::: Passage to read

There’s a weird aura around January 1st, it’s like the years equivalent to a Monday (which ironically enough did actually land on a Monday this year). It feels like some magical day where the slate of the past is completely wiped clean and you’re free to repaint yourself into whatever image you like on the blank canvas that is the New Year. You feel empowered to leave your past errors and have the life you always told yourself you deserve. And every time, without fail, you somehow fuck it up and tell yourself, “next Monday it’ll different”. After which the cycle restarts all over until somehow it’s December 31st again.

As someone who’s been there time and time again, finding myself setting the same same goals year in and year out, having to begrudgingly come to terms that I once again let myself down, I had to get to find a better way of doing things. Over the course of last year I had to break down the core issue as to why the same pattern kept happening over and over again. And more importantly how to stop it.

“The definition of insanity is doing the same thing over and over again and expecting a different result.”

-Albert Einstein (allegedly)

And in my journey of trying to stop living everyday like the movie Groundhog Day I’ve come to find that being stagnate comes down to a few very basic reasons. If you’ve ever been in the same boat I can almost guarantee you it’s for 1 of 3 of the following reasons, if not all of them combined in one shape or another since they all relate to one another.

you hold yourself to too high a standard:

We’re all guilty of it, setting New Year’s resolutions so crazy and outlandish that it sounds more like wishful thinking than an actual achievable goal. “This year I’m going to lose 20kg, learn Spanish, write an 8 part book series and maybe solve world hunger if I have some spare time”. Sounds familiar, right? And it happens every year, you load yourself up with these massive expectations without a practical game plan in place. It’s like going to climb Mount Everest and only packing a pair of slippers, ambitious, but not very practical. At some point repeatedly setting unrealistic goals goes from being ambitious to straight up delusional.

::::::
::: Data lines

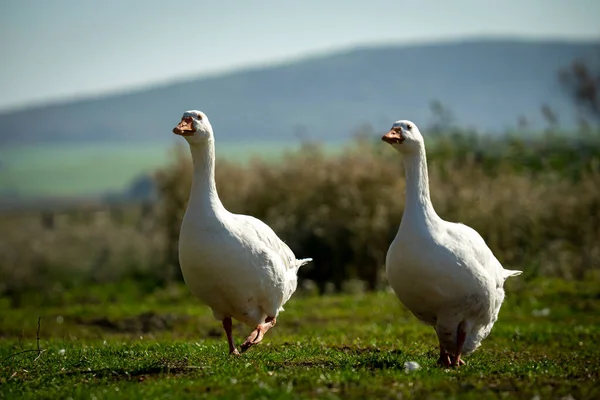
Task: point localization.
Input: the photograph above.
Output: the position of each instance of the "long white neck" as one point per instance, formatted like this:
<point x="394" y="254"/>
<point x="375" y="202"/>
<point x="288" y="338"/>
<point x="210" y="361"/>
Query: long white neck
<point x="418" y="210"/>
<point x="203" y="195"/>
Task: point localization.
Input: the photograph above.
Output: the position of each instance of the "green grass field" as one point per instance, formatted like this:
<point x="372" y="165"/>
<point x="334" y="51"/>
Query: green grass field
<point x="89" y="169"/>
<point x="113" y="342"/>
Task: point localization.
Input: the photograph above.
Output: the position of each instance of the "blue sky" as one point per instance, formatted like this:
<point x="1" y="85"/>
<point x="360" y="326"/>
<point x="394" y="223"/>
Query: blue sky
<point x="60" y="49"/>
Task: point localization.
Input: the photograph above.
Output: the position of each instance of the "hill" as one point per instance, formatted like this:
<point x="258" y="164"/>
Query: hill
<point x="487" y="84"/>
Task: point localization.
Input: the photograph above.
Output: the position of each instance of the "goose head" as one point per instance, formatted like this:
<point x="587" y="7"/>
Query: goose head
<point x="194" y="127"/>
<point x="404" y="136"/>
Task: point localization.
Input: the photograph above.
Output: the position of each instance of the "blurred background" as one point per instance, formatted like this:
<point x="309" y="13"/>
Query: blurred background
<point x="93" y="184"/>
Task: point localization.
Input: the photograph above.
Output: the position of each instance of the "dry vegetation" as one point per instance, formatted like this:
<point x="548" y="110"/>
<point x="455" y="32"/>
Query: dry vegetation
<point x="536" y="202"/>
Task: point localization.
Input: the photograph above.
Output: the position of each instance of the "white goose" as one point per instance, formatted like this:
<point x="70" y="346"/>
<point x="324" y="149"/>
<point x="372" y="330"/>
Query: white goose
<point x="443" y="272"/>
<point x="234" y="263"/>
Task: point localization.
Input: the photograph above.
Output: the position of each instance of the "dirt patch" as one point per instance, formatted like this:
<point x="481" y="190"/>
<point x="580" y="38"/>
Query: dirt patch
<point x="143" y="323"/>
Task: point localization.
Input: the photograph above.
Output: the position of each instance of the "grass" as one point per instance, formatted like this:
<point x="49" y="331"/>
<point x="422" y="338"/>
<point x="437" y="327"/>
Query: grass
<point x="106" y="342"/>
<point x="83" y="169"/>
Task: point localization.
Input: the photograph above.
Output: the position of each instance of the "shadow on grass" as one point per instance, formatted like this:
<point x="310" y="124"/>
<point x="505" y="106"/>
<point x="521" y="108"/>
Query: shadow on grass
<point x="161" y="367"/>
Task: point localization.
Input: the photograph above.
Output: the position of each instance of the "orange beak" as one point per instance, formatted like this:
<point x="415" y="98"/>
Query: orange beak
<point x="393" y="137"/>
<point x="185" y="127"/>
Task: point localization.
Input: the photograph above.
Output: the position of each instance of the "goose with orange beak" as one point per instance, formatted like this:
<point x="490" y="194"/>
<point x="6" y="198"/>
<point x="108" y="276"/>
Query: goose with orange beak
<point x="233" y="263"/>
<point x="443" y="272"/>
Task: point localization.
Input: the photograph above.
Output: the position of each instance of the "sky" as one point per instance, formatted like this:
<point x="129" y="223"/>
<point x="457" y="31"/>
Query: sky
<point x="64" y="49"/>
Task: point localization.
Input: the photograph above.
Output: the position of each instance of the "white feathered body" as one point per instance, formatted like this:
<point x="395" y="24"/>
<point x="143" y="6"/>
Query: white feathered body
<point x="443" y="272"/>
<point x="446" y="277"/>
<point x="236" y="265"/>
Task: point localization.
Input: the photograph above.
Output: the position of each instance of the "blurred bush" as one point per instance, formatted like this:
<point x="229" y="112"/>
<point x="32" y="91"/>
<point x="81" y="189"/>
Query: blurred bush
<point x="534" y="199"/>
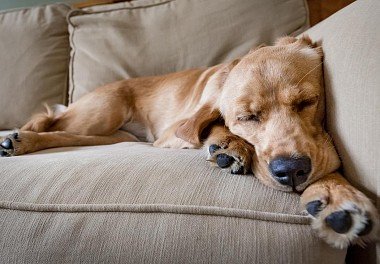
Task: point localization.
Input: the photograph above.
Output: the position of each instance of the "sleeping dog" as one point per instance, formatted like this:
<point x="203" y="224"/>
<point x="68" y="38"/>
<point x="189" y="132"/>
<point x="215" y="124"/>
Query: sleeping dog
<point x="261" y="113"/>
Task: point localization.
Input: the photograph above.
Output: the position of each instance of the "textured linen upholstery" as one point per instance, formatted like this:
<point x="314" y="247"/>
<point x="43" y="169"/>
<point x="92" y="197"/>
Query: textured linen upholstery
<point x="144" y="38"/>
<point x="34" y="54"/>
<point x="351" y="43"/>
<point x="133" y="203"/>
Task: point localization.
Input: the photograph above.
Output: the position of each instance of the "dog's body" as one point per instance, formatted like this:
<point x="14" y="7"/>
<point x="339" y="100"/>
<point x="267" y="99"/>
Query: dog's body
<point x="262" y="112"/>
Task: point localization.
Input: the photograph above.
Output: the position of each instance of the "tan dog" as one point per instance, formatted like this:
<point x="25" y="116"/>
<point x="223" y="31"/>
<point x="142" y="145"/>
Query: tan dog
<point x="263" y="111"/>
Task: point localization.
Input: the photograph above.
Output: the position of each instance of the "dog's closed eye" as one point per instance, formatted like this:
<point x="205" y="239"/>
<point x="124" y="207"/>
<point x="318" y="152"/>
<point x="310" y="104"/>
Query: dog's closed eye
<point x="249" y="117"/>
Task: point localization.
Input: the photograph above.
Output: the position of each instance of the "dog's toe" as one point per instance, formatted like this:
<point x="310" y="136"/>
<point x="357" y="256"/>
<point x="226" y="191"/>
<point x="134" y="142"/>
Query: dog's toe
<point x="339" y="221"/>
<point x="314" y="207"/>
<point x="7" y="144"/>
<point x="223" y="160"/>
<point x="367" y="228"/>
<point x="240" y="170"/>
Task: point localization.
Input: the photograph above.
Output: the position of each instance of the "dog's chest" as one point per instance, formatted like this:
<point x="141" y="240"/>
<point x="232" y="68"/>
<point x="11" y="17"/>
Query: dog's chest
<point x="139" y="130"/>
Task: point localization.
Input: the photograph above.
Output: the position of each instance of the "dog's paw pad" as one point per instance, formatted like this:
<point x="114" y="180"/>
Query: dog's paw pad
<point x="340" y="221"/>
<point x="212" y="148"/>
<point x="240" y="170"/>
<point x="7" y="144"/>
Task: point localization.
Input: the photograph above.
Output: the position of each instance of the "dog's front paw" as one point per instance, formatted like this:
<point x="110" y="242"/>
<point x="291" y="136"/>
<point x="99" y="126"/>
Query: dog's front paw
<point x="231" y="152"/>
<point x="341" y="214"/>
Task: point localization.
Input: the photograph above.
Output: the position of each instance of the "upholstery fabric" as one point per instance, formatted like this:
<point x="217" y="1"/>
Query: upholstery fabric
<point x="133" y="203"/>
<point x="34" y="52"/>
<point x="351" y="41"/>
<point x="153" y="37"/>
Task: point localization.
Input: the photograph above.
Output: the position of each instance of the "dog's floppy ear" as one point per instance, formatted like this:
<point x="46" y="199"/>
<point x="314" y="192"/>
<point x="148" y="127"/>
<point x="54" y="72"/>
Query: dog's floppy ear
<point x="192" y="128"/>
<point x="262" y="45"/>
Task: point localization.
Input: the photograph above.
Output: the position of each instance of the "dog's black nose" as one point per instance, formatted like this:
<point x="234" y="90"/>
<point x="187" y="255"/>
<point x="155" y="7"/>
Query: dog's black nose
<point x="290" y="171"/>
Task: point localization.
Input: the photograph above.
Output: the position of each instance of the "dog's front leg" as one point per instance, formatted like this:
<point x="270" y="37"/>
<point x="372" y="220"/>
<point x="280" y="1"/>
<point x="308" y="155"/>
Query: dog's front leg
<point x="341" y="214"/>
<point x="228" y="150"/>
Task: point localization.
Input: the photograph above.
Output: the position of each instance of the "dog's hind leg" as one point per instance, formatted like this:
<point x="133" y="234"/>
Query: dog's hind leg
<point x="23" y="142"/>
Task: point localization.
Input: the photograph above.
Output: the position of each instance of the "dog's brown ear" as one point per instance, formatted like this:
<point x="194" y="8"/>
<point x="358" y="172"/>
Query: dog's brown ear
<point x="192" y="128"/>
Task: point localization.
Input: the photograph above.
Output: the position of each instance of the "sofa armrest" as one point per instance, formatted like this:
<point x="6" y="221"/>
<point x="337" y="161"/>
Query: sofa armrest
<point x="351" y="44"/>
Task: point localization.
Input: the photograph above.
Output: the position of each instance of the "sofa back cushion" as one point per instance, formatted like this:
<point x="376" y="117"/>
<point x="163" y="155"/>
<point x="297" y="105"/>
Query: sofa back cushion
<point x="34" y="52"/>
<point x="152" y="37"/>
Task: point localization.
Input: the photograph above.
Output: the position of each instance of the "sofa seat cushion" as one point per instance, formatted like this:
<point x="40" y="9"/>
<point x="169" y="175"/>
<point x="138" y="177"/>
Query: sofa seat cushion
<point x="34" y="54"/>
<point x="153" y="37"/>
<point x="131" y="201"/>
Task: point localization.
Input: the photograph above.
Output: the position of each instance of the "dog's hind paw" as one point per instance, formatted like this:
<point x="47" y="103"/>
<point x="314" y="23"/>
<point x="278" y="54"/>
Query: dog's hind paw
<point x="341" y="215"/>
<point x="8" y="145"/>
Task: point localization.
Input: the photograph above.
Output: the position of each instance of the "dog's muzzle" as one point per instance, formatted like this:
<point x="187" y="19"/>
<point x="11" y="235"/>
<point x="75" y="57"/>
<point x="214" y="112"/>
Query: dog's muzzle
<point x="290" y="171"/>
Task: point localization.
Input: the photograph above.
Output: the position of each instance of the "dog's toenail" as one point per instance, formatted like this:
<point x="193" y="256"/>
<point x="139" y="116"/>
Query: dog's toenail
<point x="212" y="148"/>
<point x="239" y="171"/>
<point x="367" y="228"/>
<point x="314" y="207"/>
<point x="223" y="160"/>
<point x="340" y="221"/>
<point x="7" y="144"/>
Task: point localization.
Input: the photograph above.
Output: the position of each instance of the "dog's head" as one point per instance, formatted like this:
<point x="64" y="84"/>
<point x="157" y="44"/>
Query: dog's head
<point x="273" y="98"/>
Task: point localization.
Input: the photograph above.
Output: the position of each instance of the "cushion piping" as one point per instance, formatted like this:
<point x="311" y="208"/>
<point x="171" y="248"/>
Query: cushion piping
<point x="158" y="208"/>
<point x="12" y="10"/>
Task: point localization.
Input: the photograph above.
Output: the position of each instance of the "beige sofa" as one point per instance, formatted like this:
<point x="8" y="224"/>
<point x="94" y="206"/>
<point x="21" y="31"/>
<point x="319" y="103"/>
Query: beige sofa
<point x="132" y="203"/>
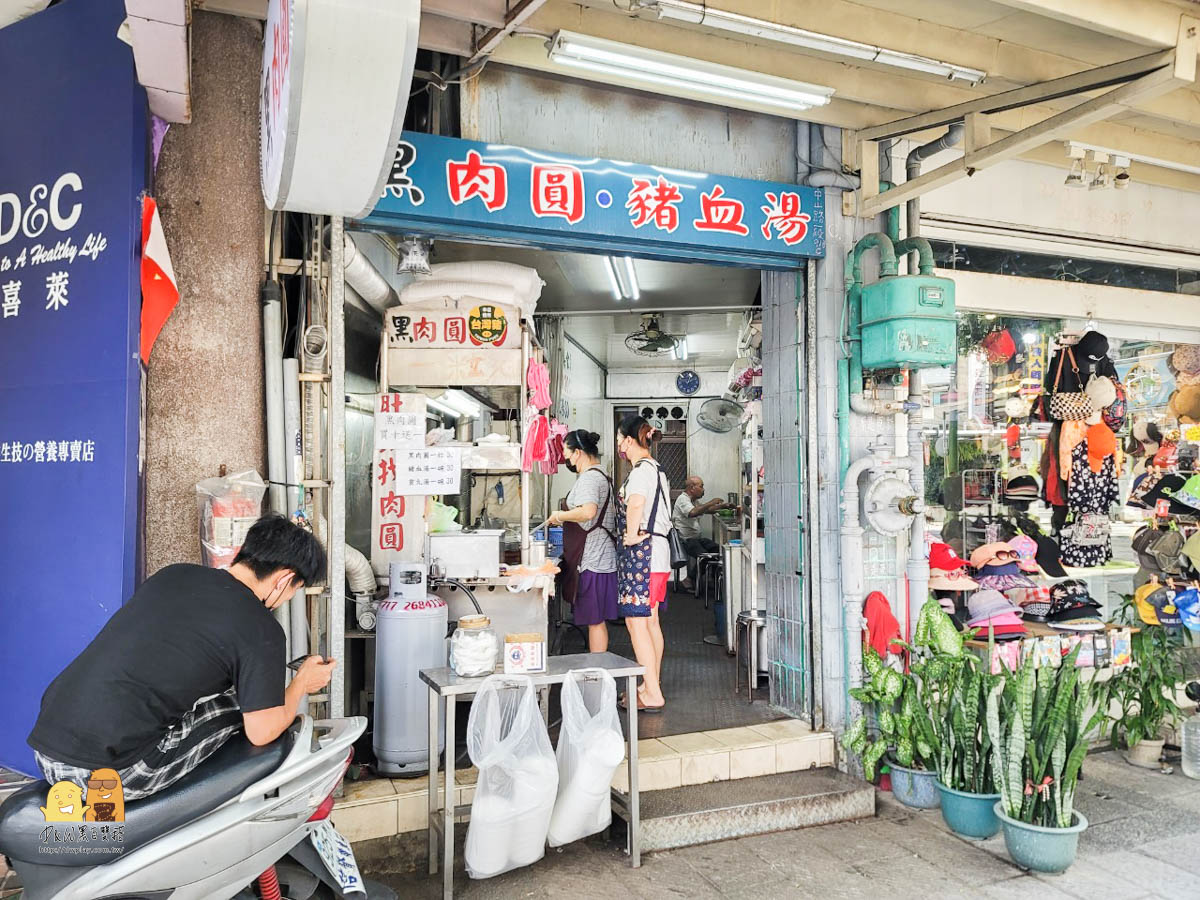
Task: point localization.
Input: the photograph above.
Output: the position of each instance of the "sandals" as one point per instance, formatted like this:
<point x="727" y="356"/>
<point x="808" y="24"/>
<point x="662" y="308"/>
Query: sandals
<point x="641" y="706"/>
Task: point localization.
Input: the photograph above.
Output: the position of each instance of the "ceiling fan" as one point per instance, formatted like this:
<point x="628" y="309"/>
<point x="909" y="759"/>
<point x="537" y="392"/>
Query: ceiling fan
<point x="649" y="340"/>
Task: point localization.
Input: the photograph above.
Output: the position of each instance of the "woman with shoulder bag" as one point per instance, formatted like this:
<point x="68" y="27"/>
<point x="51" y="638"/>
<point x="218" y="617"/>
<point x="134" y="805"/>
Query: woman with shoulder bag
<point x="589" y="538"/>
<point x="643" y="563"/>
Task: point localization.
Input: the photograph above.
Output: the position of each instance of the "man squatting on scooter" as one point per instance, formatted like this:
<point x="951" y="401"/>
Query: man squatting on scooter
<point x="193" y="658"/>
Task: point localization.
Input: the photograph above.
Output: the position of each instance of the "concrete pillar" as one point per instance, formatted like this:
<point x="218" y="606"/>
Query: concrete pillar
<point x="204" y="403"/>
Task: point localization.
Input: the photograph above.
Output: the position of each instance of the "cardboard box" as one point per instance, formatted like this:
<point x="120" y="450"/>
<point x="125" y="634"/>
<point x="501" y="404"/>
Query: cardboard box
<point x="525" y="653"/>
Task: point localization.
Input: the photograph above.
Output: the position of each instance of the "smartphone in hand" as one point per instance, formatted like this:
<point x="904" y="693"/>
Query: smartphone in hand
<point x="294" y="665"/>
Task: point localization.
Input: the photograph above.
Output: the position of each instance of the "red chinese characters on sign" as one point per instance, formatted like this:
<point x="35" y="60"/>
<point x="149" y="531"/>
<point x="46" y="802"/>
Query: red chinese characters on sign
<point x="393" y="504"/>
<point x="474" y="178"/>
<point x="720" y="214"/>
<point x="425" y="330"/>
<point x="654" y="202"/>
<point x="391" y="535"/>
<point x="785" y="217"/>
<point x="557" y="191"/>
<point x="387" y="467"/>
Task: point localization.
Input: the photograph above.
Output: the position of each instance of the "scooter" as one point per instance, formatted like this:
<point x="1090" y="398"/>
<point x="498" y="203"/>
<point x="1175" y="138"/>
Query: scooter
<point x="247" y="815"/>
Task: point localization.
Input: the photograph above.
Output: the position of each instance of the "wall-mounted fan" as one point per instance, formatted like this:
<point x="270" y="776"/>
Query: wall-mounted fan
<point x="719" y="414"/>
<point x="649" y="340"/>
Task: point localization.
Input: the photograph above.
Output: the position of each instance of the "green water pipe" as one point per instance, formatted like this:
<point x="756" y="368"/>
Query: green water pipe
<point x="924" y="253"/>
<point x="850" y="369"/>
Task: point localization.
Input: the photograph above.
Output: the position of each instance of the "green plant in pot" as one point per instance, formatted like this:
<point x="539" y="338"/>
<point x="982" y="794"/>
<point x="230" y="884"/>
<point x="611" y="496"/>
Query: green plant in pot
<point x="1145" y="691"/>
<point x="903" y="705"/>
<point x="1038" y="725"/>
<point x="965" y="762"/>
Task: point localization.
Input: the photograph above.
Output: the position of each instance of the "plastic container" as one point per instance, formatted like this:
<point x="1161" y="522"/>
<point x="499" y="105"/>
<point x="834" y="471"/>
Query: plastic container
<point x="1038" y="849"/>
<point x="1191" y="743"/>
<point x="915" y="787"/>
<point x="411" y="635"/>
<point x="474" y="647"/>
<point x="972" y="815"/>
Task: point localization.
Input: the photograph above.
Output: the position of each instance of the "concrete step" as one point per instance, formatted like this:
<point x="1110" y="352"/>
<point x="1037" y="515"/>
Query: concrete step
<point x="701" y="814"/>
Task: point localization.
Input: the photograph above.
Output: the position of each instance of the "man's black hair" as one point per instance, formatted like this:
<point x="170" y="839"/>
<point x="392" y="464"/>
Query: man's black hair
<point x="274" y="543"/>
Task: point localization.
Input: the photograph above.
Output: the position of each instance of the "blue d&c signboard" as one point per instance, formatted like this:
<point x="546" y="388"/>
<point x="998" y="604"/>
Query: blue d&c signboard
<point x="72" y="167"/>
<point x="451" y="187"/>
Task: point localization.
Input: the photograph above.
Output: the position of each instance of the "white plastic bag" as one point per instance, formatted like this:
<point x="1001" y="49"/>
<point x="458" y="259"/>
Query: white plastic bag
<point x="591" y="748"/>
<point x="228" y="507"/>
<point x="517" y="778"/>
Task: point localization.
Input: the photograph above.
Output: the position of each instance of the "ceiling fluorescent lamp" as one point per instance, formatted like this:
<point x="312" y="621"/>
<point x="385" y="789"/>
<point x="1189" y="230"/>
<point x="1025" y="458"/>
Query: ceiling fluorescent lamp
<point x="1074" y="145"/>
<point x="630" y="285"/>
<point x="461" y="403"/>
<point x="442" y="407"/>
<point x="750" y="27"/>
<point x="655" y="69"/>
<point x="610" y="265"/>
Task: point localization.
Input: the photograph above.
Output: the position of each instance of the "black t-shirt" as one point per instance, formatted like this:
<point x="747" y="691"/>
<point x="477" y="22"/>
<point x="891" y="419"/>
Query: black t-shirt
<point x="186" y="634"/>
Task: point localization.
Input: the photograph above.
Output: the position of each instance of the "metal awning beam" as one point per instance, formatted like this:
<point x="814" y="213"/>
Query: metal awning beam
<point x="1176" y="71"/>
<point x="1068" y="85"/>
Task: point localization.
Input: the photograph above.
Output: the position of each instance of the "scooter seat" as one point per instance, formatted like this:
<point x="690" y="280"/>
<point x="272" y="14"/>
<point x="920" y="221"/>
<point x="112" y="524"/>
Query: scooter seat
<point x="25" y="834"/>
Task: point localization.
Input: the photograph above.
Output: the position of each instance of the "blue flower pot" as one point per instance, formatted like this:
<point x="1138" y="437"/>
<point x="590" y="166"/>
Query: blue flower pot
<point x="915" y="787"/>
<point x="972" y="815"/>
<point x="1039" y="849"/>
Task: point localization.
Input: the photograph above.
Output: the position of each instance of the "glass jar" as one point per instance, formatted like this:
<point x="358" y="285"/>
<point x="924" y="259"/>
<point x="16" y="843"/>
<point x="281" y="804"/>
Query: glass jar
<point x="473" y="647"/>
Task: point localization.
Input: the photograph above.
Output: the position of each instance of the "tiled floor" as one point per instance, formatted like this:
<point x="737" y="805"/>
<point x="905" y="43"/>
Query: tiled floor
<point x="1141" y="845"/>
<point x="379" y="808"/>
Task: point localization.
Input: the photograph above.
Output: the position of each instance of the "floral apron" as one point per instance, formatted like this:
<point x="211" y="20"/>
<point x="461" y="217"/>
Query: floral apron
<point x="634" y="568"/>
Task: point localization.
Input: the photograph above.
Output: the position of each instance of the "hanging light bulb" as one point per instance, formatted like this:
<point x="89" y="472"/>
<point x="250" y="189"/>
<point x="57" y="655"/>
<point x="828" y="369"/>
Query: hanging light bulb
<point x="1102" y="179"/>
<point x="1075" y="177"/>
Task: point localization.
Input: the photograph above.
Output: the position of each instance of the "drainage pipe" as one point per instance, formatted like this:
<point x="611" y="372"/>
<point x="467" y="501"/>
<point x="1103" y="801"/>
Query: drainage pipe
<point x="912" y="169"/>
<point x="853" y="583"/>
<point x="917" y="568"/>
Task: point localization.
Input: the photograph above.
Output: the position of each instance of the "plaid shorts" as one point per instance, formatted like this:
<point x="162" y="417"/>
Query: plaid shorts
<point x="187" y="743"/>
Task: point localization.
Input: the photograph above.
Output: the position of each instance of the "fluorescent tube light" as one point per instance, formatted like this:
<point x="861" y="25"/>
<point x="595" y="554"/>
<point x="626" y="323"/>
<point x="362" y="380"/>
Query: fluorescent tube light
<point x="750" y="27"/>
<point x="1074" y="147"/>
<point x="461" y="403"/>
<point x="442" y="407"/>
<point x="610" y="265"/>
<point x="693" y="76"/>
<point x="630" y="286"/>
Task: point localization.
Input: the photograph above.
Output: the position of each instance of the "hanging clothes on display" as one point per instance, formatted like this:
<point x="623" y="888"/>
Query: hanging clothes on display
<point x="1091" y="492"/>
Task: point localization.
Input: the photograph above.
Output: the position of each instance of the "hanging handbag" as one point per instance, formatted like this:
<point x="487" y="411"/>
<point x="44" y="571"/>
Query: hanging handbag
<point x="1116" y="413"/>
<point x="678" y="552"/>
<point x="1067" y="406"/>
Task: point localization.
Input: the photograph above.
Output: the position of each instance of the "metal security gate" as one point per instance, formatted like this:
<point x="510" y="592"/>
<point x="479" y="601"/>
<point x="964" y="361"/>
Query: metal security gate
<point x="784" y="414"/>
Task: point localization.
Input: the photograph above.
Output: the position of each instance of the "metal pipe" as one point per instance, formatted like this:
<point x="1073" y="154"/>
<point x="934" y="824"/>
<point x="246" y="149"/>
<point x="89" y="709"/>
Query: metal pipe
<point x="336" y="468"/>
<point x="912" y="169"/>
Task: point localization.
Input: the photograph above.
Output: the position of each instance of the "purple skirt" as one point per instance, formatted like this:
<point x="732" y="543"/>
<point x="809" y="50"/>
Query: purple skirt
<point x="595" y="598"/>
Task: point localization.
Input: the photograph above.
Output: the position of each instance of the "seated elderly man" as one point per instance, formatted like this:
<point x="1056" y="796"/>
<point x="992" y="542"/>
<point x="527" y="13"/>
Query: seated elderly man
<point x="684" y="517"/>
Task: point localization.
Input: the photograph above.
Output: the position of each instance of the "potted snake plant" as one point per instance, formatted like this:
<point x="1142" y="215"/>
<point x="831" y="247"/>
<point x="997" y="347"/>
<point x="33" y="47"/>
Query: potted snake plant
<point x="1146" y="693"/>
<point x="1038" y="725"/>
<point x="966" y="777"/>
<point x="904" y="708"/>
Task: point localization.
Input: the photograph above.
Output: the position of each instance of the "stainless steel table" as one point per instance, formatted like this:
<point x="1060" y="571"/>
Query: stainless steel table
<point x="445" y="688"/>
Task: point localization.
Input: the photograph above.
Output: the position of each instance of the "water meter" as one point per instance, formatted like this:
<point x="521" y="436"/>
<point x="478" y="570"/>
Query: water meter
<point x="909" y="322"/>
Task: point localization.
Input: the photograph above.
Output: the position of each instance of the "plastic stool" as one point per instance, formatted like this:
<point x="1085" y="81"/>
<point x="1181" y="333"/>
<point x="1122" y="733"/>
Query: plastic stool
<point x="750" y="622"/>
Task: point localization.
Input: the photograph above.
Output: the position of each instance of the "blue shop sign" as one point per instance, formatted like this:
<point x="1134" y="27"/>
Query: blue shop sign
<point x="72" y="168"/>
<point x="450" y="187"/>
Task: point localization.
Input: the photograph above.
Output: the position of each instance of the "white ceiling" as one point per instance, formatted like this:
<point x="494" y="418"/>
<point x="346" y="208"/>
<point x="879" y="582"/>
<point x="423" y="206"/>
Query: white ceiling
<point x="579" y="282"/>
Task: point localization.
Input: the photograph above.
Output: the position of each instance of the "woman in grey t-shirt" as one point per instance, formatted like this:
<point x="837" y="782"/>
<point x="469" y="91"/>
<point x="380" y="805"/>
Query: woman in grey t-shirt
<point x="589" y="538"/>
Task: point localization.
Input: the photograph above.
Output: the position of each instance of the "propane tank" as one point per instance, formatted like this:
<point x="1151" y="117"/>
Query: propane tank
<point x="411" y="635"/>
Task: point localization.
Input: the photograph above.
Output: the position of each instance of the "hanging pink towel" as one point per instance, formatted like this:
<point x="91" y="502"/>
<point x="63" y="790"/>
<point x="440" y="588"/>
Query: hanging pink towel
<point x="535" y="444"/>
<point x="538" y="381"/>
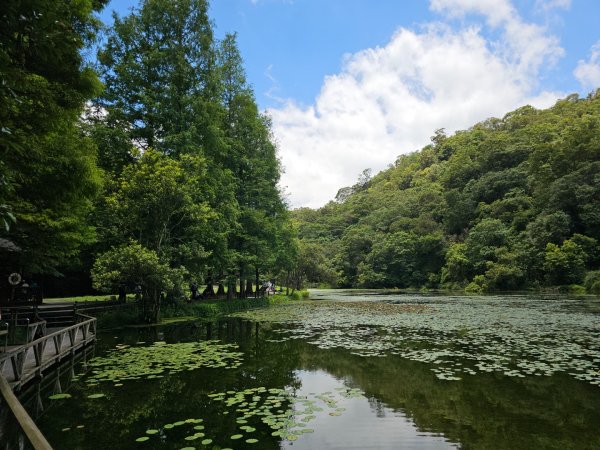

::::::

_Aim 1:_ Print the passage on New Year's resolutions word for word, everything from "And in my journey" down to "to one another.".
_Aim 2:_ In the passage on New Year's resolutions, what is taking on massive expectations without a practical game plan compared to?

_Final answer 1:_
And in my journey of trying to stop living everyday like the movie Groundhog Day I’ve come to find that being stagnate comes down to a few very basic reasons. If you’ve ever been in the same boat I can almost guarantee you it’s for 1 of 3 of the following reasons, if not all of them combined in one shape or another since they all relate to one another.

_Final answer 2:_ Going to climb Mount Everest and only packing a pair of slippers.